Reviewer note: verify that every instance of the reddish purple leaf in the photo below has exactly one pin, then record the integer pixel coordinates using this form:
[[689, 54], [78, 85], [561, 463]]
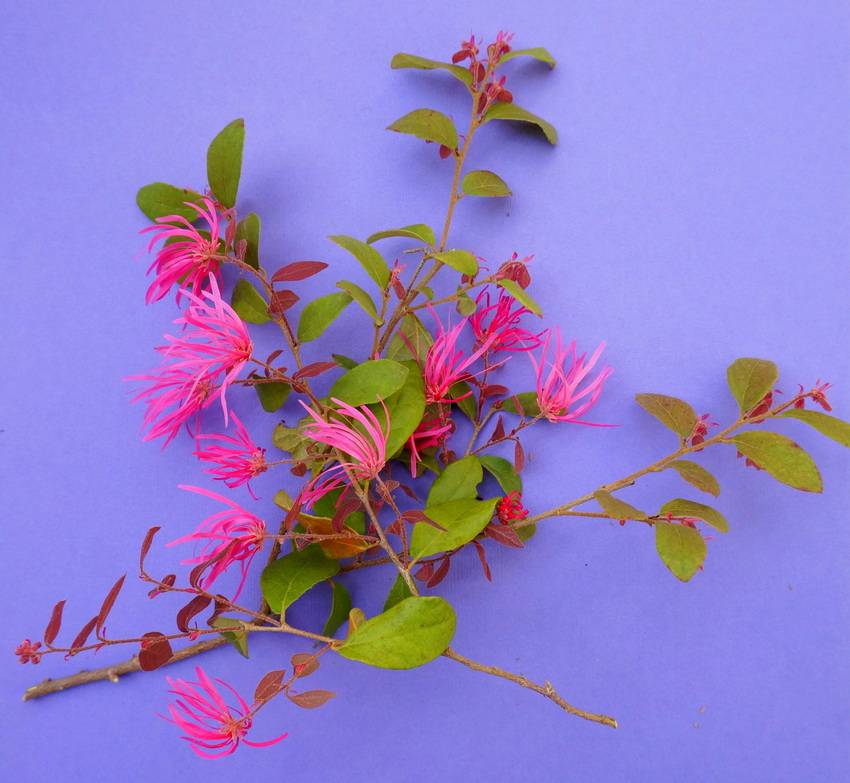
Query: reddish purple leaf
[[55, 623], [194, 607], [304, 664], [309, 700], [269, 686], [482, 556], [299, 270], [504, 535], [155, 652], [314, 369], [109, 602]]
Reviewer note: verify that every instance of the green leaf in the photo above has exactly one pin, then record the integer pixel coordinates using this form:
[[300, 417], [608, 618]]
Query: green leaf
[[681, 548], [463, 520], [369, 382], [159, 200], [484, 183], [398, 592], [239, 639], [616, 508], [416, 337], [528, 401], [287, 579], [417, 231], [521, 296], [362, 298], [272, 395], [412, 61], [695, 475], [780, 457], [249, 303], [690, 508], [750, 380], [340, 608], [460, 479], [538, 53], [460, 260], [249, 230], [370, 259], [319, 314], [224, 162], [510, 111], [428, 124], [411, 633], [830, 426], [673, 413], [503, 472]]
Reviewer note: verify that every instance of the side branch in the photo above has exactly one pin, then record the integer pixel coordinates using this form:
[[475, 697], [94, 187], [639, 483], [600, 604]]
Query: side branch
[[544, 690]]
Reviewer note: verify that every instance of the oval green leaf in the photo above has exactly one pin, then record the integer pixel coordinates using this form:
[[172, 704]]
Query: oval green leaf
[[411, 633], [224, 162], [780, 457], [319, 314], [429, 125]]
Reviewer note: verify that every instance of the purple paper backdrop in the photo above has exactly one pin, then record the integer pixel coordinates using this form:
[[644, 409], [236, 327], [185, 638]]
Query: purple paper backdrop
[[696, 210]]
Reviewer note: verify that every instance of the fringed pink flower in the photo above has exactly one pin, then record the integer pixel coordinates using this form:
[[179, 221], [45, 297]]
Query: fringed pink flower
[[501, 321], [200, 364], [357, 433], [207, 720], [189, 257], [565, 390], [237, 458], [234, 532]]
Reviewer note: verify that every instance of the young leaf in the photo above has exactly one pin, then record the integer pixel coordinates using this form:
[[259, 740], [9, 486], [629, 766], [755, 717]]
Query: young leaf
[[827, 425], [695, 475], [460, 260], [484, 183], [459, 480], [369, 382], [370, 259], [520, 295], [510, 111], [428, 124], [681, 548], [750, 380], [503, 472], [780, 457], [417, 231], [287, 579], [160, 199], [411, 633], [224, 162], [690, 508], [249, 303], [462, 519], [319, 314], [402, 60], [340, 608], [616, 508], [249, 230], [673, 413]]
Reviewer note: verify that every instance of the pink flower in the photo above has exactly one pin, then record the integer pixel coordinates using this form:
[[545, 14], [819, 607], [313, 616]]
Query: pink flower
[[235, 531], [357, 433], [208, 721], [239, 462], [202, 362], [446, 364], [190, 257], [565, 392], [502, 323]]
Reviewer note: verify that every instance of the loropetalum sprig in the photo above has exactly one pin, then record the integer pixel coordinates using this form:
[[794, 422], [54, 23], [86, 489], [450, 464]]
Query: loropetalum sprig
[[383, 481]]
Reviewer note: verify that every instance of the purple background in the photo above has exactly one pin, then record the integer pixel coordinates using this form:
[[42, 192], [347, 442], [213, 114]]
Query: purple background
[[696, 210]]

[ABOUT THIS TASK] Repeat exactly the lines above, beginning at the one containing "[[689, 54], [78, 85], [561, 463]]" and ending at the one containing "[[300, 417], [608, 618]]". Do not carry over any pictures.

[EXERCISE SOLUTION]
[[689, 54], [78, 85], [561, 463]]
Query: reddish purple leaf
[[55, 623], [194, 607], [304, 664], [309, 700], [269, 686], [482, 556], [299, 270], [504, 535], [155, 652], [314, 369], [109, 602]]
Reviewer note: verify that every instance of the green leaf in the photo above has exactly one pin, then record the integer pixel coordinates using this form:
[[300, 417], [608, 618]]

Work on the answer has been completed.